BEGIN Material supplied

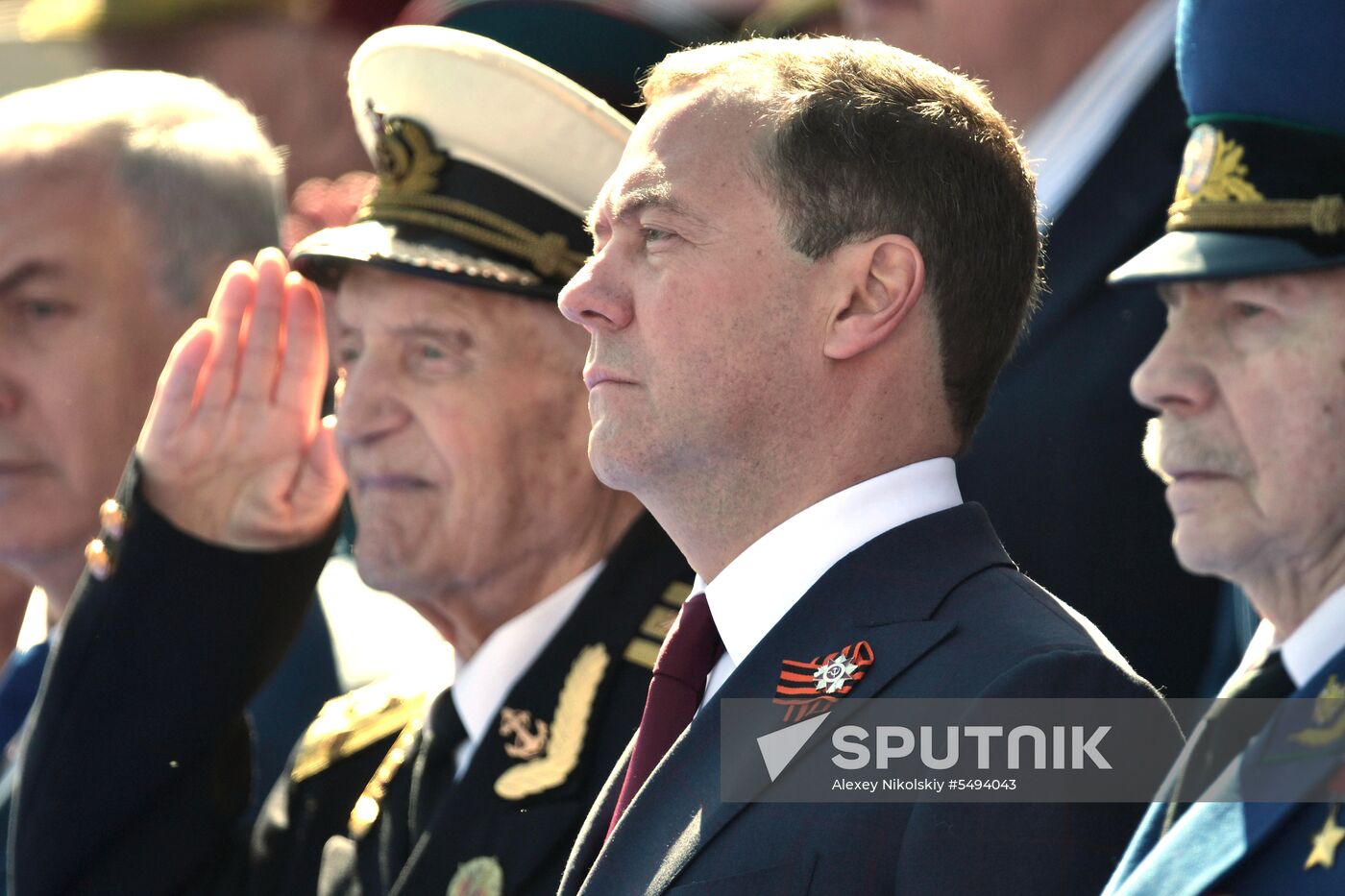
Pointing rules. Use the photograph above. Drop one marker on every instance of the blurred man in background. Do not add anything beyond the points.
(123, 195)
(463, 426)
(1055, 459)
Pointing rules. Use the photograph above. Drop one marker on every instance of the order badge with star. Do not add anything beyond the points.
(806, 688)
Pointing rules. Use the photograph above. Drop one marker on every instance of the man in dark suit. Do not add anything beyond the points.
(807, 271)
(1247, 383)
(113, 231)
(461, 429)
(1053, 460)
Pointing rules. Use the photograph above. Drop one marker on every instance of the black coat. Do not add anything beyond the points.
(144, 795)
(1056, 460)
(945, 615)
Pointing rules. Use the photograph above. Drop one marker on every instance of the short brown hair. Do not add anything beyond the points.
(869, 140)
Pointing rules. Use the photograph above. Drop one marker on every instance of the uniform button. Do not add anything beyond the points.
(98, 559)
(111, 519)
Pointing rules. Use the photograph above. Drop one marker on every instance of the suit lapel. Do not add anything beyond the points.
(885, 593)
(1109, 220)
(594, 833)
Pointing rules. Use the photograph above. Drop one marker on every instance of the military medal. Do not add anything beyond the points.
(480, 876)
(804, 688)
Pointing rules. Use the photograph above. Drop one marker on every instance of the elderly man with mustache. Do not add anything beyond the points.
(1248, 382)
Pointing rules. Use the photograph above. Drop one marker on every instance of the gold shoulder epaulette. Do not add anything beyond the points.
(353, 721)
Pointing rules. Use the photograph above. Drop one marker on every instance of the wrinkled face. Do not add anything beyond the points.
(461, 426)
(1250, 385)
(84, 332)
(697, 308)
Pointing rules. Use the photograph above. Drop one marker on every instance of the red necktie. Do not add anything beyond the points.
(685, 661)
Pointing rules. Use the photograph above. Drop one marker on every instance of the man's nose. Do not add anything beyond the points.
(367, 405)
(598, 298)
(1173, 376)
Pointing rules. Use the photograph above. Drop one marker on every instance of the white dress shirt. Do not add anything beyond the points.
(759, 587)
(1315, 641)
(481, 684)
(1068, 138)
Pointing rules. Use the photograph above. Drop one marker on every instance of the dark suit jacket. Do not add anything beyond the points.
(1254, 848)
(280, 712)
(1056, 460)
(947, 615)
(145, 797)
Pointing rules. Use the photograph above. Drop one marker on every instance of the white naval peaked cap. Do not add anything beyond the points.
(487, 164)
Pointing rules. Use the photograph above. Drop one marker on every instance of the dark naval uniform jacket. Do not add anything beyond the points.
(1254, 833)
(945, 615)
(144, 794)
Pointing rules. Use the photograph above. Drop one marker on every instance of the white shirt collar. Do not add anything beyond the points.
(1068, 138)
(755, 591)
(481, 684)
(34, 628)
(1315, 640)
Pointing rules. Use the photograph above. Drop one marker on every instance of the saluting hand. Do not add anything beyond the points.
(234, 449)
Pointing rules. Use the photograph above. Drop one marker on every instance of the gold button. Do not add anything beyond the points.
(113, 519)
(98, 559)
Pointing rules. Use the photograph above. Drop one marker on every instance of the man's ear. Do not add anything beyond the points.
(883, 280)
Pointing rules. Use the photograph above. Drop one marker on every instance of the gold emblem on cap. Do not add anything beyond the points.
(568, 731)
(406, 157)
(1214, 193)
(480, 876)
(409, 167)
(1213, 170)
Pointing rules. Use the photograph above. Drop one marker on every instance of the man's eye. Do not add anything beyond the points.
(40, 309)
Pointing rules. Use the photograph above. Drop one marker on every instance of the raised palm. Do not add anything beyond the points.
(234, 449)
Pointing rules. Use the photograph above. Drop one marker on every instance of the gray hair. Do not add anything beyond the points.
(192, 160)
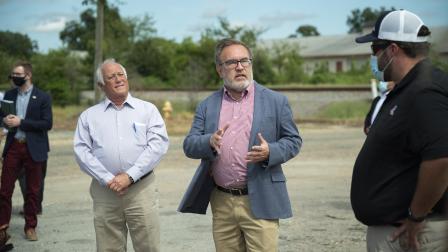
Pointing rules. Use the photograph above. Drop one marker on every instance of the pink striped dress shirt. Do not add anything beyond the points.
(230, 168)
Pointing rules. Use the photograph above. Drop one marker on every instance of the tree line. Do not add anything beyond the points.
(154, 62)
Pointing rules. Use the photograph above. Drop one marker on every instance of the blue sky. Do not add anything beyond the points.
(42, 20)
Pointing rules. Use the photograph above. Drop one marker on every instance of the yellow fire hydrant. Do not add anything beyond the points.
(167, 110)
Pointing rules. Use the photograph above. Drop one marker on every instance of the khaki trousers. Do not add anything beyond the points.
(433, 238)
(137, 211)
(236, 229)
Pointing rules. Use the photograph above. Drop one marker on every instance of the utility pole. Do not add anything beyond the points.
(99, 31)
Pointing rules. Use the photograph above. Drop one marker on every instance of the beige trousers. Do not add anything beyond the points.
(136, 211)
(434, 238)
(236, 229)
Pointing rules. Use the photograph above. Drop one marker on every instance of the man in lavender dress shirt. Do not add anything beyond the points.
(119, 142)
(242, 133)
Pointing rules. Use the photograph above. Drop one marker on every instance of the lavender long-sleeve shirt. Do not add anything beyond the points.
(230, 167)
(110, 140)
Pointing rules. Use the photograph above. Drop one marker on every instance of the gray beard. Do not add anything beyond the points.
(236, 87)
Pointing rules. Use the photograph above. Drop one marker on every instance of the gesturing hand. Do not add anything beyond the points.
(119, 183)
(408, 234)
(260, 152)
(215, 139)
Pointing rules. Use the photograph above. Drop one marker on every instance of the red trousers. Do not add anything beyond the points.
(17, 157)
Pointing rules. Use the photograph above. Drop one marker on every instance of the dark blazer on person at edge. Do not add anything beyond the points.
(37, 122)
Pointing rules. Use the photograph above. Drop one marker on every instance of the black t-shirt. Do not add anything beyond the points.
(411, 126)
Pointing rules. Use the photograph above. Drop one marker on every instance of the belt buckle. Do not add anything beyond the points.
(236, 191)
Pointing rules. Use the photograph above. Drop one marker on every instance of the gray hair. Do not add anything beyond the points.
(225, 43)
(99, 71)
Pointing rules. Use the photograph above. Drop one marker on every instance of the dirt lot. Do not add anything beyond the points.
(318, 183)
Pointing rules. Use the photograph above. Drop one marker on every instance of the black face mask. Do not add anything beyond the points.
(18, 81)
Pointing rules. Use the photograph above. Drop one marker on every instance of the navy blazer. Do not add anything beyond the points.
(37, 122)
(266, 182)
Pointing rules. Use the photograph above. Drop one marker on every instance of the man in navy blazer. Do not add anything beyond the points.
(242, 133)
(26, 147)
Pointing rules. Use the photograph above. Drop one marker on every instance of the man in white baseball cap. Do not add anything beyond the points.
(400, 177)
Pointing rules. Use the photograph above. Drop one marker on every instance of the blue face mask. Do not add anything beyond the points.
(382, 87)
(377, 73)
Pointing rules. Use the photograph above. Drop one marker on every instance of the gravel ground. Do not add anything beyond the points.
(318, 183)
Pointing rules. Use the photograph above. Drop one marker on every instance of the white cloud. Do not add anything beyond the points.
(52, 25)
(279, 18)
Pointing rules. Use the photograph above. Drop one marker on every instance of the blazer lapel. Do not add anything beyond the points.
(258, 115)
(214, 110)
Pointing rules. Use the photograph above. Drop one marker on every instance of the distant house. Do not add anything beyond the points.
(341, 53)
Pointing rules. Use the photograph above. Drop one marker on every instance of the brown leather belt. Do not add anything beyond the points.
(20, 141)
(233, 191)
(144, 176)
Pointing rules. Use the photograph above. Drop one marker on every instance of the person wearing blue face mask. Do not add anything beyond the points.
(384, 88)
(400, 177)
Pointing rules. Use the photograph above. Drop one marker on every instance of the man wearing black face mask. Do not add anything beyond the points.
(26, 147)
(400, 179)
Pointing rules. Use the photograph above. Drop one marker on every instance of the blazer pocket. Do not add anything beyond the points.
(278, 177)
(140, 133)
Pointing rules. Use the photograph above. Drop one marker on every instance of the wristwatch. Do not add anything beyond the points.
(413, 218)
(131, 179)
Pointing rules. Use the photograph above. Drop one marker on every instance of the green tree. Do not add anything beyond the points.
(17, 45)
(154, 56)
(367, 17)
(307, 31)
(119, 33)
(262, 67)
(225, 30)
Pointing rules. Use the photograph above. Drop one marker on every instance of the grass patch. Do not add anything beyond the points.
(65, 118)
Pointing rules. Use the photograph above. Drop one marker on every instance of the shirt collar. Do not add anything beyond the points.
(246, 92)
(26, 91)
(130, 101)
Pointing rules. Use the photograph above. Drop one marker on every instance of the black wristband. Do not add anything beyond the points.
(411, 217)
(131, 179)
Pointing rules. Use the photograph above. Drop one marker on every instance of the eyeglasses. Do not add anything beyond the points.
(377, 47)
(118, 75)
(229, 64)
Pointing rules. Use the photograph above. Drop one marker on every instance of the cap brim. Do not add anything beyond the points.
(366, 38)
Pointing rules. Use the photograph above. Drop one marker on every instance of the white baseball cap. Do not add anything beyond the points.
(399, 25)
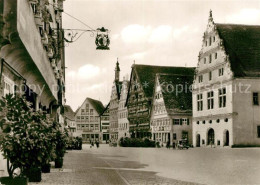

END Material supplied

### Set problem
Please retype the stretch of data above from its start through the line containing "(1173, 376)", with both ends included and every line kept identical. Leave the pictures out of your answer.

### Task response
Pointing rules. Use the photograph above. Drop one marker on every instance of the blurred man in background. Do not add anything beyond the points.
(123, 195)
(463, 426)
(1055, 459)
Pointing rules. Use the photograph above. Drop one marker on every instance of the order badge with star. Do not add anything beyond the points.
(806, 688)
Pointing rules. Use the photograph above. Drop one marker on every instance of the man in dark suit. Do not add anything beyond the points.
(807, 271)
(1247, 383)
(113, 231)
(461, 429)
(1053, 460)
Pointing rules. Use the photograph above. Drop one marker on every instance of the black coat. Do not add anything beyond the points.
(144, 795)
(1056, 460)
(945, 615)
Pointing rules. Use the photograph above. Drop one marker on every instance of the short brown hair. Do not add anything beyond the points.
(869, 140)
Pointing rules. Use the photograph above. Drop one marker on every instance of the uniform button. Do not add anything beyond the points.
(98, 559)
(111, 519)
Pointing rules. Use the photograph above. Drop one marker on every instance of the suit lapel. Do not add anything beyond the points.
(885, 593)
(1109, 220)
(594, 833)
Pointing rules. Use the photograph above. Drop one marker on every instance of the military medal. Do not add anything beyond the points.
(480, 876)
(804, 688)
Pointing rules. Use the photograph above. Drop one marker on every instance of the elderly man with mustache. Do not add anything beyond the points.
(1248, 382)
Pointing rules. Use the photograph above. Drop one marker on every instance of the gold shoulder epaulette. Do not add anything beyond the points.
(353, 721)
Pointing rules. Use the photograph above. Drop one marker on every instance of the wrinkled face. Do not add anything beyond the points.
(461, 426)
(1250, 385)
(84, 332)
(697, 308)
Pointing rules. Use the photograph above. Drop one marker on every instance of the red necktie. Do not add anything beyond the points.
(685, 661)
Pointing rules. Use the photograph above. Drop one marker on every instance of the man's nose. Do not add anything beyond the points.
(367, 405)
(598, 298)
(1173, 376)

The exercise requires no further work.